=== SUPPLIED RECORDS ===

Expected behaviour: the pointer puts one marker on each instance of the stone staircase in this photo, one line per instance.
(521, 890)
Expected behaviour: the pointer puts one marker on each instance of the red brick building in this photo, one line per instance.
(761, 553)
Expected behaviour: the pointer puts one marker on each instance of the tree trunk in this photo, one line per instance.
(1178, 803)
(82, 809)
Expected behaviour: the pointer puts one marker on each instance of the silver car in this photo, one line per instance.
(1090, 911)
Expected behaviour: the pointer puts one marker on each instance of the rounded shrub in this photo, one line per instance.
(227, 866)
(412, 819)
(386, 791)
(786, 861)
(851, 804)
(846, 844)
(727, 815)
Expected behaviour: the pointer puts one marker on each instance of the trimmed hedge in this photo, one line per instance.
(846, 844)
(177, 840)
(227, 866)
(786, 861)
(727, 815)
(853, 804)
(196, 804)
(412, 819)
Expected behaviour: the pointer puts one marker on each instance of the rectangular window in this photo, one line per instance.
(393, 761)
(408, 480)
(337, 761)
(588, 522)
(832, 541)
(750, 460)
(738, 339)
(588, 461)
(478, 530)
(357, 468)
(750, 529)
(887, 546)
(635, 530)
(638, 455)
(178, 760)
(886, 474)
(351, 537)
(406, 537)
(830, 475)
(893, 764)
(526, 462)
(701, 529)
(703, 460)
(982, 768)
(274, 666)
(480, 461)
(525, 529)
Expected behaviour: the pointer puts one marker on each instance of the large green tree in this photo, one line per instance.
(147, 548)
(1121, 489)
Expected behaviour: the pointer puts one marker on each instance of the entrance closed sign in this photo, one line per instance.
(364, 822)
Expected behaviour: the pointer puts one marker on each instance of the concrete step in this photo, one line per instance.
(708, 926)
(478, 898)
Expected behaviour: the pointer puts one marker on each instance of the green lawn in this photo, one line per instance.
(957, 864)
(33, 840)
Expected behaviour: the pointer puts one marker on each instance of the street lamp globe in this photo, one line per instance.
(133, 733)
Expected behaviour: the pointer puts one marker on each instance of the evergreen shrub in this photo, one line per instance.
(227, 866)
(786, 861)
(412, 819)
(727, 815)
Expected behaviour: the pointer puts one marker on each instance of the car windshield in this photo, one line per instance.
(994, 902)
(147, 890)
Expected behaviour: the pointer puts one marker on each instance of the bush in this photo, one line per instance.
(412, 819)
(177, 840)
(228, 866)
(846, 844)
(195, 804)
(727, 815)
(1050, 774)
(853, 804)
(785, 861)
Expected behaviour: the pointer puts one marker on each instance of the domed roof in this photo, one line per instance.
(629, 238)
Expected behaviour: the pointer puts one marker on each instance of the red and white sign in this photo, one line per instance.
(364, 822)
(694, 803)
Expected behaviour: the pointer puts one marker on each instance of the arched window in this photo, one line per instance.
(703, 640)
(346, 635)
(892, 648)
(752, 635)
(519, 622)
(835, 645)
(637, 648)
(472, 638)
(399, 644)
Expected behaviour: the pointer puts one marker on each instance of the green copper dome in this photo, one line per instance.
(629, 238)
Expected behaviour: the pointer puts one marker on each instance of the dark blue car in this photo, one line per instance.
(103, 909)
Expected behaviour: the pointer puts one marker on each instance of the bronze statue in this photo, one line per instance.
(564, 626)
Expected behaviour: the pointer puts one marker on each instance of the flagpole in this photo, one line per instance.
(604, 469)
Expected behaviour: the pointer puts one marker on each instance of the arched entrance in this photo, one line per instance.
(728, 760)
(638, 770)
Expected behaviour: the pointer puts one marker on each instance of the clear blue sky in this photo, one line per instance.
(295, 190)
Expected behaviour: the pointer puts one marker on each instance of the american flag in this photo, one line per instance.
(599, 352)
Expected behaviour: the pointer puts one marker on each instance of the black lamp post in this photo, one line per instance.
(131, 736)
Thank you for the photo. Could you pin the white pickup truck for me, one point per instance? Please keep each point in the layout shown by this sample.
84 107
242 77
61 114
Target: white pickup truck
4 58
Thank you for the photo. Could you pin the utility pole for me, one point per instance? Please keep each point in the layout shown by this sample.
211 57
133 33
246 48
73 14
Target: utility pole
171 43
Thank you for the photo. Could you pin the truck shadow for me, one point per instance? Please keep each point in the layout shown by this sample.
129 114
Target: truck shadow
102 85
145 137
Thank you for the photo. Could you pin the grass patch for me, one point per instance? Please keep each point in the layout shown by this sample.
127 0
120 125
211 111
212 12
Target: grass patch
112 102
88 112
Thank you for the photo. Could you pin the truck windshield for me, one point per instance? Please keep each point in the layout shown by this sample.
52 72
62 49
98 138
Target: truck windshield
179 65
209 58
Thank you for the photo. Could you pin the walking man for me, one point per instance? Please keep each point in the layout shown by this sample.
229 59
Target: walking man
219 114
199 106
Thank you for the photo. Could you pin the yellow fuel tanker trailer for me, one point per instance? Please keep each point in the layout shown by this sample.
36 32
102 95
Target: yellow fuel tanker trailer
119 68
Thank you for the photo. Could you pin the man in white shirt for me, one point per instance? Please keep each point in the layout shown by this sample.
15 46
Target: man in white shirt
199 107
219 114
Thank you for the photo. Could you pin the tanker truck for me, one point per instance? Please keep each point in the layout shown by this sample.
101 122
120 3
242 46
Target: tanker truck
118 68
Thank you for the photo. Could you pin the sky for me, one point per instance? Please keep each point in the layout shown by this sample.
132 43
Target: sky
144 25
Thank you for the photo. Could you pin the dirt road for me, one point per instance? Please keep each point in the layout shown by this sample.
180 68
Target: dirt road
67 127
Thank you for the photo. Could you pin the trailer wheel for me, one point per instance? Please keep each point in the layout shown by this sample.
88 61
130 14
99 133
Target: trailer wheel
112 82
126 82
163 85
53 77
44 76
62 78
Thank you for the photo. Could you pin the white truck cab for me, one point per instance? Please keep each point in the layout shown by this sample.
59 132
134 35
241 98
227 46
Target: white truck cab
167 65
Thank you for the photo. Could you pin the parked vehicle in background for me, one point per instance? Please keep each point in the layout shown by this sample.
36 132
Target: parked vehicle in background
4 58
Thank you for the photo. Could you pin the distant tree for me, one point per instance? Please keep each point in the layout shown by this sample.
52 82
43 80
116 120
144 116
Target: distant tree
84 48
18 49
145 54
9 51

===

SHORT TASK:
Write all of the records out again exactly.

RESULT FOR THIS EXERCISE:
Expected behaviour: the pointer puts one marker on each instance of the stone staircase in this photo, one line per instance.
(521, 890)
Expected behaviour: the pointer puts one marker on each instance of the red brick building in this photo, one line per instance.
(761, 553)
Expected behaviour: the pointer puts one marker on each instance of the tree trunk in this photo, one line per instance.
(1178, 803)
(82, 809)
Expected behaviour: the pointer puts one marker on each instance of the silver car in this photo, one line per instance.
(1090, 911)
Expected behaviour: the pointer puts one marker on each instance of the rounded shrub in this photo, one line per instance.
(227, 866)
(412, 819)
(386, 791)
(786, 861)
(851, 804)
(846, 844)
(727, 815)
Expected behaviour: the pointer puts one marker on each instance of the trimmed hedge in this photo, one line per instance.
(846, 844)
(177, 840)
(227, 866)
(786, 861)
(727, 815)
(853, 804)
(196, 804)
(412, 819)
Expected behaviour: the pointer puts one marker on each instance of the rectangular window in this photo, one line per instance.
(393, 761)
(408, 480)
(337, 761)
(588, 522)
(832, 541)
(750, 460)
(738, 339)
(588, 461)
(478, 530)
(357, 468)
(750, 529)
(887, 546)
(635, 530)
(638, 455)
(178, 760)
(886, 474)
(351, 537)
(406, 537)
(830, 475)
(893, 764)
(526, 462)
(701, 529)
(703, 460)
(982, 768)
(274, 666)
(480, 461)
(525, 529)
Expected behaviour: the pointer puts one marker on each instance of the large green tree in this photo, one line per instance.
(147, 548)
(1121, 489)
Expected behaviour: the pointer puts one marker on each instance of the entrance closed sign in this photo, one line per instance.
(364, 822)
Expected behaviour: the pointer puts one marker on each instance of the concrete step in this photo, one line per instance.
(708, 926)
(478, 898)
Expected behaviour: the pointer puts one marker on each instance of the green lawn in this photo, one line per instance.
(957, 864)
(33, 840)
Expected behaviour: the pointer puts one marker on each instance of the street lamp globe in this photo, one line per instance.
(133, 733)
Expected behaviour: the pointer puts one marker on each instance of the evergreen shrub in this photo, one line per instance.
(227, 866)
(786, 861)
(412, 819)
(727, 815)
Expected behaviour: the pointer puts one marker on each instance of the car windshield in this photo, one line per instance.
(994, 902)
(147, 890)
Expected behaviour: the pointer puts one marker on each instance of the bush in this photo, one line per instance.
(412, 819)
(177, 840)
(228, 866)
(846, 844)
(195, 804)
(727, 815)
(1050, 774)
(853, 804)
(785, 861)
Expected behaviour: the pointer puts one marker on each instance of the domed roof in this photo, one line per instance.
(629, 238)
Expected behaviour: the pointer puts one marker on each instance of the red and white sign in this photo, one line per instance.
(364, 822)
(694, 803)
Expected behaviour: the pointer puts one marker on each instance of the arched window in this photo, one line per instance.
(703, 640)
(346, 635)
(892, 648)
(752, 635)
(519, 622)
(835, 645)
(637, 648)
(472, 638)
(399, 644)
Expected behaviour: the pointer puts one marker on each instance of the green copper dome in this photo, one line per instance.
(629, 238)
Expected behaviour: the pointer puts one marker on each instance of the dark blue car in this photo, one line per instance.
(103, 909)
Expected behaviour: the pointer puts one marker on each instance of the bronze statue in this photo, one line per instance.
(564, 626)
Expected behaviour: the pointer puts one marker on each instance of the flagpole in this photo, one line per instance.
(604, 469)
Expected behaviour: the pointer puts one marker on each instance of the arched entrance in this photo, one line per instance.
(728, 760)
(638, 770)
Expected behaviour: the pointer puts one marker on each instance of the clear blue sky in this photo, one line per instance.
(295, 190)
Expected behaviour: the pointer puts one marker on each instance of the american flag in this photo, one line per instance.
(599, 352)
Expected behaviour: the pointer puts one marker on each instance of the black lamp post in this photo, one line per instance.
(131, 736)
Thank you for the photo. Could you pin the white pickup truck for me, one point per instance? Please keep each point in the layout shown by this sample.
84 107
242 77
61 114
Target: white pickup truck
4 58
Thank you for the photo. Could you pin the utility pole for me, one point per instance? Please keep each point in the layout shown by this sample.
211 57
133 33
246 48
73 14
Target: utility pole
171 43
Thank you for the photo. Could you pin the truck shadow for me, one point per instance? Please keep each point in the layout shown by this sample.
129 114
Target: truck shadow
102 85
145 137
Thank you for the photo. Could you pin the grass patch for me, one point per instance? Please keep each point in the layout shown by this sample.
127 0
120 125
211 111
212 12
Target: grass patch
112 102
88 112
Thank you for the photo. Could you pin the truck windshield for me, one point per instance? Please keep each point in the layout shown by this sample.
52 72
62 49
98 138
Target: truck windshield
179 65
209 58
Thank you for the photo. Could you pin the walking man for me, one point per instance? Please keep each point in the layout shown by this sample.
229 59
Target: walking man
219 114
199 106
Thank you for the photo. Could you pin the yellow fuel tanker trailer for me, one point per instance? Please keep each point in the layout shown by this sample.
36 32
102 95
Target: yellow fuel tanker trailer
119 68
Thank you for the photo. Could you pin the man in white shirt for me, one point per instance? Please keep each point in the layout shown by this sample.
15 46
Target: man in white shirt
199 107
219 114
Thank you for the photo. Could you pin the tanker truck for me, one point per instance? Please keep each point in the layout shown by this sample.
101 122
120 3
242 46
Target: tanker truck
118 68
Thank you for the photo. Could you pin the sky for me, one point per instance? Please keep each point in the layout shown by this sample.
132 43
Target: sky
144 25
Thank you for the photo. Could you pin the dirt road for me, one point per instance? Please keep each point in the layout shown by this sample.
180 68
Target: dirt road
67 127
Thank you for the photo. Could you pin the trailer wheel for me, one point per instance? Please keep each point in the layout shown by this sample.
88 61
130 14
99 133
Target: trailer wheel
112 82
126 82
163 85
53 77
44 76
62 78
Thank you for the photo. Could you pin the white truck cab for me, one point per instance? Please keep each point in the layout shown by this sample.
59 132
134 35
241 98
227 46
Target: white truck cab
167 65
Thank you for the photo. Could you pin the parked vehicle in background for me, one point per instance? Please keep each point in the layout shown by this sample.
36 132
Target: parked vehicle in background
4 58
Thank you for the photo. Could you pin the distant tree for me, one point per instance? Please keep each point in the layout shown by this sample.
52 82
43 80
116 120
144 116
Target: distant tree
84 48
18 49
145 54
9 51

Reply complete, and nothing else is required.